Pointing dataset records:

%%

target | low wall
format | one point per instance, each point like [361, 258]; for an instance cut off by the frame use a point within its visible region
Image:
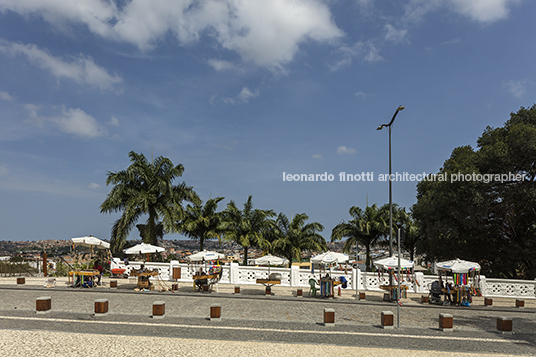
[296, 277]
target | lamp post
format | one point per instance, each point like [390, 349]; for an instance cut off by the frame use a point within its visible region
[400, 108]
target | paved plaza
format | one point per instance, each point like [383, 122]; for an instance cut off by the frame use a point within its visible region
[250, 322]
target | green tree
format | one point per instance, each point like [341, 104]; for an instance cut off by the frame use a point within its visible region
[294, 237]
[247, 227]
[366, 228]
[146, 188]
[202, 222]
[487, 218]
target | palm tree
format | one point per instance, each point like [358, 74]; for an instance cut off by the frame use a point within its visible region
[146, 188]
[202, 222]
[366, 228]
[247, 227]
[293, 237]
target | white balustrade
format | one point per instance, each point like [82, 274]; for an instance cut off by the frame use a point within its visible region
[368, 281]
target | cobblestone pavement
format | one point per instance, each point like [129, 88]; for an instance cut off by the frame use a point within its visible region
[249, 306]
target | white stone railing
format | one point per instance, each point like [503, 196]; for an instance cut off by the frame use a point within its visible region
[296, 277]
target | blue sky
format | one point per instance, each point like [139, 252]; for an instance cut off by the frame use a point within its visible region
[240, 92]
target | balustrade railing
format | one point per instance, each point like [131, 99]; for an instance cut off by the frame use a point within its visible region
[296, 277]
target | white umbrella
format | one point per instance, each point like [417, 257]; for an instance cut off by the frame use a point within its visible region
[143, 248]
[458, 266]
[392, 263]
[205, 255]
[90, 241]
[330, 257]
[270, 260]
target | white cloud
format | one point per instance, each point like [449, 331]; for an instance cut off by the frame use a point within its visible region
[70, 121]
[114, 121]
[343, 150]
[266, 33]
[82, 69]
[220, 65]
[484, 11]
[361, 94]
[94, 186]
[243, 97]
[79, 123]
[394, 35]
[368, 52]
[516, 88]
[6, 96]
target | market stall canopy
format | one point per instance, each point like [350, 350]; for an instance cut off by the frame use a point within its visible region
[392, 263]
[270, 260]
[330, 257]
[205, 255]
[90, 241]
[458, 266]
[143, 248]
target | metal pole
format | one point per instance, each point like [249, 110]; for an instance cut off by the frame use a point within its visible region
[390, 200]
[356, 275]
[398, 296]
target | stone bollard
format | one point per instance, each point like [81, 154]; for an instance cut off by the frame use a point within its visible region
[43, 304]
[504, 324]
[159, 309]
[215, 312]
[101, 307]
[446, 322]
[387, 320]
[329, 317]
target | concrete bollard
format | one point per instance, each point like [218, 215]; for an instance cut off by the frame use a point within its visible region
[446, 322]
[43, 304]
[215, 312]
[101, 307]
[387, 320]
[504, 324]
[159, 309]
[329, 317]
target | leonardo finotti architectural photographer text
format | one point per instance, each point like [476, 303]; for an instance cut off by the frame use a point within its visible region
[405, 176]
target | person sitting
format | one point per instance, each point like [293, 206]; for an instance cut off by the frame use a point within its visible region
[200, 282]
[98, 267]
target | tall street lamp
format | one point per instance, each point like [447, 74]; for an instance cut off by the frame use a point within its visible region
[400, 108]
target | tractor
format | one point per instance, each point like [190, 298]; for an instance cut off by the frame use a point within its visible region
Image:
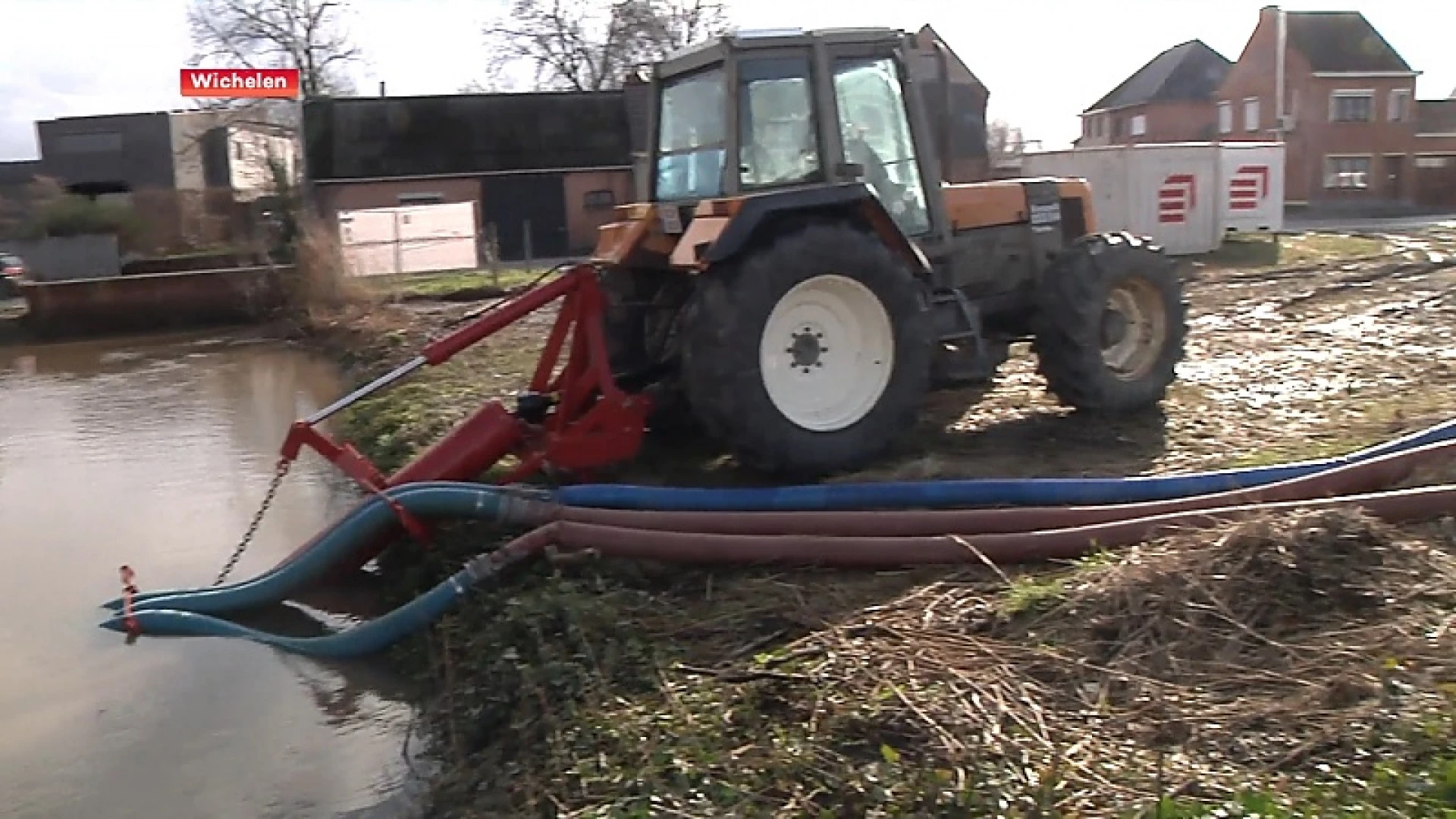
[800, 275]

%%

_To be done_.
Transcribe the whole listing, character for character, but not its images.

_Solved exercise_.
target | low wall
format | one point per instance, each point like [361, 258]; for an instance cut off by the frame use a point within its visible region
Image:
[296, 277]
target | lamp post
format | one point per instance, each point like [390, 349]; for an instance cut off by the frame use a point within its visible region
[400, 108]
target | paved plaza
format | one point per instance, each point like [383, 122]; for an instance cut off by the frame use a point within its visible region
[250, 322]
target | green tree
format | one point per instance, each point like [341, 104]; for an instance cut off by the frame use a point within its visible region
[294, 237]
[247, 227]
[366, 228]
[146, 188]
[202, 222]
[487, 218]
target | palm tree
format | one point per instance, each point like [358, 74]; for an instance cut off by the frame use a point within its visible region
[146, 188]
[202, 222]
[366, 228]
[247, 227]
[293, 237]
target | white balustrade
format | one point per instance, each point like [82, 274]; for an instance cut off by the frame use a point within its visible region
[368, 281]
target | cobblestone pavement
format | one point per instance, each point like [129, 88]; for an instance cut off by the frame use a point within its visible region
[249, 306]
target | white stone railing
format | one point per instance, each point like [503, 196]; for an instance cut off by the frame use a point within its visible region
[296, 277]
target | blue sky
format | one point per instance, each point like [139, 252]; for an instance cut off by the frame use a point within its visible region
[240, 92]
target | balustrade railing
format | one point per instance, each point like [131, 99]; for an instance cut off by the frame use a point within its visible region
[296, 277]
target | white umbrella
format | one point per instance, each point like [417, 257]; for an instance cut off by the frame use a point within its visible region
[143, 248]
[458, 266]
[392, 263]
[205, 255]
[90, 241]
[330, 257]
[270, 260]
target | white cloud
format | one point per instance, each point like [449, 331]; for an instance cut off by the frame use a point within its visible region
[70, 121]
[114, 121]
[343, 150]
[266, 33]
[82, 69]
[220, 65]
[484, 11]
[361, 94]
[94, 186]
[243, 97]
[79, 123]
[394, 35]
[368, 52]
[516, 88]
[6, 96]
target | market stall canopy
format | one point per instance, each point like [350, 350]; for an instance cut off by the frame use a point within its visible region
[392, 263]
[270, 260]
[330, 257]
[205, 255]
[90, 241]
[458, 266]
[143, 248]
target | metal pole
format | one point per instance, each point like [249, 110]; for an instance cut off by the frame use a point within its visible region
[390, 200]
[356, 275]
[398, 296]
target | stone bollard
format | one point per instance, each point like [81, 154]; for an instance cut off by the frame use a point within its visible region
[43, 304]
[504, 324]
[159, 309]
[215, 312]
[101, 307]
[446, 322]
[387, 320]
[329, 317]
target | concrete bollard
format | one point per instance, each point like [218, 215]; for an instance cut off by the frame use a point within its visible region
[446, 322]
[43, 304]
[215, 312]
[101, 307]
[387, 320]
[504, 324]
[159, 309]
[329, 317]
target | leonardo finotti architectural photographer text
format | one point per instance, each point like [476, 303]; for an instance cut off by the frame use a point within its visible region
[405, 176]
target | person sitting
format | one point per instance, each point like [293, 206]; for an instance cut off by the frame use a point within its visible region
[200, 282]
[98, 267]
target | tall street lamp
format | one point per instance, each point like [447, 74]; for an instance cut off by the frame use a point within its visible region
[400, 108]
target | tractor
format | one point per instance, each point like [190, 298]; for an instance cut off by the frame use a point within its visible region
Image:
[800, 275]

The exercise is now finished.